§ WHAT IS BEING ASKED
The lines you return should be those containing the string "above", taken from the data below.

╔══

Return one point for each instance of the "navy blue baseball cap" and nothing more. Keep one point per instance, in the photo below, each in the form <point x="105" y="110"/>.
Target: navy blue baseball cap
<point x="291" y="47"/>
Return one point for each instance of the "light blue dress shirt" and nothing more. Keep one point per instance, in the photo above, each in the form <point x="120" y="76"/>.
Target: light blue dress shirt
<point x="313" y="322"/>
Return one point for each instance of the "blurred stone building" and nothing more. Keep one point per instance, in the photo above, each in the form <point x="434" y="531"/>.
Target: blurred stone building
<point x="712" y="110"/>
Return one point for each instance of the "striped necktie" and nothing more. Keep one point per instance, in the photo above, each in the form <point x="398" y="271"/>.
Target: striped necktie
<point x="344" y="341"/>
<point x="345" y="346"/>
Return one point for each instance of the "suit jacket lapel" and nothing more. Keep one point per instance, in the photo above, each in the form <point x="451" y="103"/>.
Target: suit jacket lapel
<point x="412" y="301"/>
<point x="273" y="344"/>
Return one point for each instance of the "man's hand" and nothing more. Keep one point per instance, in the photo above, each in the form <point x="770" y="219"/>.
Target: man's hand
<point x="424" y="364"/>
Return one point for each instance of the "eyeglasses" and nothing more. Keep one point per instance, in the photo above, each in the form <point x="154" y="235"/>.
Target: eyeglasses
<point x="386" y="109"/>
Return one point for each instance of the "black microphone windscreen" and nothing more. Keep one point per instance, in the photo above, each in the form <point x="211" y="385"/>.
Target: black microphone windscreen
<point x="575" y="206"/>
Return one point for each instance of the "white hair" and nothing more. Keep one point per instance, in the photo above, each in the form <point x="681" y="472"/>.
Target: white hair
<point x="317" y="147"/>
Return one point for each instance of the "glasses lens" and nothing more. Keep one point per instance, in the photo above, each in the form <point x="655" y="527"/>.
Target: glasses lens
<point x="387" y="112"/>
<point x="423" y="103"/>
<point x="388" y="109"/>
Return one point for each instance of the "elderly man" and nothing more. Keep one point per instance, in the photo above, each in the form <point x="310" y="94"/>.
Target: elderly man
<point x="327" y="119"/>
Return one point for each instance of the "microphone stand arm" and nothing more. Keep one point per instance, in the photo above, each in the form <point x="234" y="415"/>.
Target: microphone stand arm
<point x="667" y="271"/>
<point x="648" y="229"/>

╚══

§ TASK ANSWER
Return one point for each instance of the "light blue dress shirt" and nothing more. Keep one point per instance, in the photo above, each in the form <point x="120" y="76"/>.
Return one point for each instance of the "blurred stone building" and nothing more. Keep one point per instance, in the photo above, each in the form <point x="434" y="531"/>.
Return one point for each instance of the "striped necktie" and nothing more. Keep one point per instance, in the photo above, each in the form <point x="398" y="271"/>.
Return one point for each instance of the "suit jacket lapel" and nothing more. Keep one point per instance, in the photo above, each in the form <point x="451" y="103"/>.
Return one point for each instance of the "man's hand" and nothing more. Keep one point per instance, in the photo above, each in the form <point x="770" y="219"/>.
Return one point for each instance of the "eyeglasses" and nothing more. Keep one point per instance, in the photo above, each in the form <point x="154" y="235"/>.
Return one point for each instance of the "black microphone windscreen" and nothing more. Keep one point per instance, in the photo above, each in the form <point x="211" y="385"/>.
Return one point for each instance of the "white hair" and nothing more. Keep one point per instance, in the photo above, each in the form <point x="681" y="472"/>.
Return one point for each instance of the "glasses lens" and nothing more. Keep one point per instance, in the photo above, each in the form <point x="655" y="527"/>.
Return one point for each instance of the "elderly man" and nothing more. Keep one point per instance, in the photo above, each in the form <point x="310" y="94"/>.
Return one point for each instance of the "microphone stand arm" and nothing more. Keep one point per instance, in the photo above, each in the form <point x="234" y="415"/>.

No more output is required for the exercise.